[Exercise requirements]:
1: Summarize the hydration enthalpy problem in two sentences.
2: What lattice enthalpy does the hydration enthalpy problem give for NaI?
3: Write the next part of the hydration enthalpy problem, continuing from its last line.

====== Excerpted text

Question

The change in enthalpy for hydration of ( i ) the chloride ion ; ( ii ) the iodide ion are :
Given :
* enthalpy change of solution of NaCl(s) $=-2$ kJ / mol.
* enthalpy change of solution of NaI(s) $=+2$ kJ / mol.
* enthalpy change of hydration of $N{a}^{+}\left(g\right)=-390$ kJ / mol.
* lattice enthalpy of NaCl $=-772$ kJ / mol.
* lattice enthalpy of NaI $=-699$ kJ / mol.

• A. for $C{l}^{-}-741kJmo{l}^{-1},$ for $I^{-}-527kJmo{l}^{-1}$
• B. for $C{l}^{-}-384kJmo{l}^{-1},$ for $I^{-}-307kJmo{l}^{-1}$
• C. for $C{l}^{-}-454kJmo{l}^{-1},$ for $I^{-}963kJmo{l}^{-1}$
• D. for $C{l}^{-}-385kJmo{l}^{-1},$ for $I^{-}-332kJmo{l}^{-1}$

Answer 1

Answer: (B)

for $C{l}^{-}-384kJmo{l}^{-1},$ for $I^{-}-307kJmo{l}^{-1}$

$1)$ Enthalpy of hydration of $Cl={\Delta }_h{H}_{Cl}=?$
Given,
$NaCl\left(s\right)+aq\to N{a}^{+}+{Cl}^{-}$ $\Delta H_{sol}=-2kJ/mol$ ...(i)
$N{a}^{+}\left(g\right)\to N{a}^{+}\left(aq\right)$ ${\Delta }_L{H}_{{Na}^{+}}=390kJ/mol$ ...(ii)
${Cl}^{-}\left(g\right)\to {Cl}^{-}\left(aq\right)$ ${\Delta }_h{H}_{Cl}=?$ ...(iii)
$N{a}^{+}\left(g\right)+{Cl}^{-}\left(g\right)\to NaCl\left(s\right)+aq$ ${\Delta }_{L}H=-772kJ/mol$
or $NaCl\left(s\right)+aq\to N{a}^{+}\left(g\right)+{Cl}^{-}\left(g\right)$ ${\Delta }_{L}H=+772kJ/mol$ ...(iv)

============
====== Entries provided

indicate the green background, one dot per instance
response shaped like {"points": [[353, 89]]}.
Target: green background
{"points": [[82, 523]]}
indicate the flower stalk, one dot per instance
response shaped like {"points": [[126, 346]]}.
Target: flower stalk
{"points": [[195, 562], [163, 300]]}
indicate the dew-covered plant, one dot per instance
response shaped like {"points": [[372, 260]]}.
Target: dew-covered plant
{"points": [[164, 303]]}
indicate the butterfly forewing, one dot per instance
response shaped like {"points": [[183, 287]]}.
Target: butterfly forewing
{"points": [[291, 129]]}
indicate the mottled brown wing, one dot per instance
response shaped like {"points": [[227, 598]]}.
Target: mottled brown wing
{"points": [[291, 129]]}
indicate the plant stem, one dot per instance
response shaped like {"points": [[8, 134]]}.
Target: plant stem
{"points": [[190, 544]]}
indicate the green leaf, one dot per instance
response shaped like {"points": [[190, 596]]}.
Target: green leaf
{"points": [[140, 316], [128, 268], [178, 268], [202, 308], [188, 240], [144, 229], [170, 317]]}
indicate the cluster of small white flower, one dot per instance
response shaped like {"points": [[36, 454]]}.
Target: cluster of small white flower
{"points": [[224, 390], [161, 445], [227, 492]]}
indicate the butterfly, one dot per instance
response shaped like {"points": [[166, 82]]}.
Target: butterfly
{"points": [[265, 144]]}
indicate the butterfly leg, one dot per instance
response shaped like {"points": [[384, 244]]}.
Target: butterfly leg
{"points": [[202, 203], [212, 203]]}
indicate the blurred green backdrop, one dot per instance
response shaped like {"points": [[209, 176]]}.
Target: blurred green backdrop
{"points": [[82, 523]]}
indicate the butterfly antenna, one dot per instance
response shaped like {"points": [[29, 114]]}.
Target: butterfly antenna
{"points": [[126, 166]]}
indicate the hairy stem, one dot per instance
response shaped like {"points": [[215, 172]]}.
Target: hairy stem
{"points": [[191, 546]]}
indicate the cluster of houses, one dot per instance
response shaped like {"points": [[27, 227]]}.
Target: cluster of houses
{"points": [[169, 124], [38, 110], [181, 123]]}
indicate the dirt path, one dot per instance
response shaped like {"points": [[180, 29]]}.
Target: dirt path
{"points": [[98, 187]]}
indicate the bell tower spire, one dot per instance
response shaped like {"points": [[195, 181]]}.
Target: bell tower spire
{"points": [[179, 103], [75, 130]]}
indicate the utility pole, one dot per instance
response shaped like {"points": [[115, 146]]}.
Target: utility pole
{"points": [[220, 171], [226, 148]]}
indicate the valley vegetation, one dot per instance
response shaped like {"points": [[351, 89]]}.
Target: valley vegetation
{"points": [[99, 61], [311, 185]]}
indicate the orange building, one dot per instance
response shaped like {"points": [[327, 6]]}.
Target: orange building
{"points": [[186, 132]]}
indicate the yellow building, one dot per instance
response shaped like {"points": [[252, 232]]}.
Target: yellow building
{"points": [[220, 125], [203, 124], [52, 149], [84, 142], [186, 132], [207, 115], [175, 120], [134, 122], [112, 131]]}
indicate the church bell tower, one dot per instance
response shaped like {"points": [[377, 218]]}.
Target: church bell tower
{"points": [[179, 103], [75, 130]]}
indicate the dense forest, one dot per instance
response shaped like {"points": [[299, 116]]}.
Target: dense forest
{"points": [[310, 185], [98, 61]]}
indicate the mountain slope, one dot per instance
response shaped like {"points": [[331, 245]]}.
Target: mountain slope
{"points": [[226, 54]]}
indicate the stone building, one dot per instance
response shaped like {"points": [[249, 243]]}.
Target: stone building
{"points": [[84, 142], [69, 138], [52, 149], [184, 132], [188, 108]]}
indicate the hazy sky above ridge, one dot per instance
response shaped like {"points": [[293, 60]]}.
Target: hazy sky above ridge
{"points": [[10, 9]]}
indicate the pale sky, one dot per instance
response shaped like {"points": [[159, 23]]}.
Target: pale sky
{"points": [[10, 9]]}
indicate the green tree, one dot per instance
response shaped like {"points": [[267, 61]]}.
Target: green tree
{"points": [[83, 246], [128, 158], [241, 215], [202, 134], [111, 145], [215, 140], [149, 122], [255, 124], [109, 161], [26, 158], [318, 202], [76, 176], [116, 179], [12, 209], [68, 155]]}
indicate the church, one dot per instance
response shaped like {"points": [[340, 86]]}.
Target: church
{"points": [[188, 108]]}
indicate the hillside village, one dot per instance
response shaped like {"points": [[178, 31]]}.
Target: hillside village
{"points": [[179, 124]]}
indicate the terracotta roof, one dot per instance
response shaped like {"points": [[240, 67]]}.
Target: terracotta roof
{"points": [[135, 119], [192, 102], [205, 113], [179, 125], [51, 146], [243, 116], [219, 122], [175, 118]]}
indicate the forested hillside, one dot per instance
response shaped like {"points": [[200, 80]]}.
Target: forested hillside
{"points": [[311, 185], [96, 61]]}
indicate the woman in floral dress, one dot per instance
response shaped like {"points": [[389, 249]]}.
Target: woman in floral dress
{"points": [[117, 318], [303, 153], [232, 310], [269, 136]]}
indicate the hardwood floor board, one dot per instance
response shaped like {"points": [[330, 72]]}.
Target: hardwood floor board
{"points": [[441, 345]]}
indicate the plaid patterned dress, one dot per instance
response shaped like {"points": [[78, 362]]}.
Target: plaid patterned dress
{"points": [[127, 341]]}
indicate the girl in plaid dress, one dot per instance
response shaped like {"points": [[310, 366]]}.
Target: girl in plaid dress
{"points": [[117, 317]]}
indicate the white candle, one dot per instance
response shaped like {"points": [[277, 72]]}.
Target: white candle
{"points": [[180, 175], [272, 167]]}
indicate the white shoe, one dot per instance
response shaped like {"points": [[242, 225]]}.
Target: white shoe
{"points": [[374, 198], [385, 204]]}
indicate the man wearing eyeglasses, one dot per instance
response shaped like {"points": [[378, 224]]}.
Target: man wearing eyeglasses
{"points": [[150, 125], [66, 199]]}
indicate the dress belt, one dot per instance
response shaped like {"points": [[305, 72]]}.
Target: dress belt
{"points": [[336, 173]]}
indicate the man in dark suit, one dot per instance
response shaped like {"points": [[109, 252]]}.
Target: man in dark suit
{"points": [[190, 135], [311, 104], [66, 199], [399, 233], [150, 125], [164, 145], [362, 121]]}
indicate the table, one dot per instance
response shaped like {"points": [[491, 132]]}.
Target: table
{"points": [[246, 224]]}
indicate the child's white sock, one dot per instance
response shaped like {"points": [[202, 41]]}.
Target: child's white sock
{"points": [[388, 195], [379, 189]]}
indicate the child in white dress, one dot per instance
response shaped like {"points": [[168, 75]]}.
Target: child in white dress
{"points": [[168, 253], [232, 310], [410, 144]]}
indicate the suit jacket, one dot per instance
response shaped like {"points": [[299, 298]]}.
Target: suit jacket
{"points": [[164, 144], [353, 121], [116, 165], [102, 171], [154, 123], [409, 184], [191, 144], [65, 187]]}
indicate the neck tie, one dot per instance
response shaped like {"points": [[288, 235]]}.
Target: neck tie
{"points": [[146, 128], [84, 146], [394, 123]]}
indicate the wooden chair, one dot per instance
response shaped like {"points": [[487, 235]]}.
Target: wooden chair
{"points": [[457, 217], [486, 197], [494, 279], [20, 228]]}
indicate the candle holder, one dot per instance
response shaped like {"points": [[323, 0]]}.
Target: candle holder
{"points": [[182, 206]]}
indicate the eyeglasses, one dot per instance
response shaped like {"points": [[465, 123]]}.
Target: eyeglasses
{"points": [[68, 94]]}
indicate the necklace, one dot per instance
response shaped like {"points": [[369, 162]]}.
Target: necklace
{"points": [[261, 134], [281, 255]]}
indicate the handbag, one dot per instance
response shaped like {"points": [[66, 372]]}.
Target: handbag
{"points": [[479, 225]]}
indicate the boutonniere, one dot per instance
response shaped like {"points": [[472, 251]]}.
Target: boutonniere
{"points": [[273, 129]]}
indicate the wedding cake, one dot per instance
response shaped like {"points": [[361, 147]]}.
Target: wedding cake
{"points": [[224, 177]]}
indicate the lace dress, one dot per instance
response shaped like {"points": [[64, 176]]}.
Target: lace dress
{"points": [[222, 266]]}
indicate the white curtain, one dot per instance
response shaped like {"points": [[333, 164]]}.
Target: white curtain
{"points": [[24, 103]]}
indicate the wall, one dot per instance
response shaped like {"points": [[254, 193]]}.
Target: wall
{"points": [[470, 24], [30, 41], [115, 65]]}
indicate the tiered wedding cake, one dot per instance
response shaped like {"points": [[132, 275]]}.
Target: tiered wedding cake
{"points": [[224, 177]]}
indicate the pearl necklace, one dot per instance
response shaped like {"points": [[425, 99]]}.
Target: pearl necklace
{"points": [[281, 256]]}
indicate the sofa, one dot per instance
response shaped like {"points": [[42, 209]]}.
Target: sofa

============

[Exercise answers]:
1: The problem asks for the enthalpy change of hydration of the chloride ion and of the iodide ion, using given values for the enthalpies of solution of NaCl and NaI, the hydration enthalpy of Na⁺(g), and the lattice enthalpies of NaCl and NaI. The stated answer is option B, −384 kJ/mol for Cl⁻ and −307 kJ/mol for I⁻, and the worked solution begins by setting up numbered equations for the chloride case.

2: −699 kJ/mol

3:
So, (i),(ii),(iii),(iv) gives
$\Delta H_{sol}=+772-390+{\Delta }_h{H}_{Cl}$
$\Rightarrow -2=772-390+{\Delta }_h{H}_{Cl}\Rightarrow {\Delta }_h{H}_{Cl}=-384kJ/mol$
$2)$ Enthalpy of hydration of $I={\Delta }_h{H}_I=?$
Given,
$NaI\left(s\right)+aq\to N{a}^{+}+I^{-}$ $\Delta H_{sol}=+2kJ/mol$ ...(i)
$N{a}^{+}\left(g\right)\to N{a}^{+}\left(aq\right)$ ${\Delta }_L{H}_{{Na}^{+}}=390kJ/mol$ ...(ii)
$I^{-}\left(g\right)\to I^{-}\left(aq\right)$ ${\Delta }_h{H}_I=?$ ...(iii)
$N{a}^{+}\left(g\right)+I^{-}\left(g\right)\to NaI\left(s\right)+aq$ ${\Delta }_{L}H=-699kJ/mol$
or $NaI\left(s\right)+aq\to N{a}^{+}\left(g\right)+I^{-}\left(g\right)$ ${\Delta }_{L}H=+699kJ/mol$ ...(iv)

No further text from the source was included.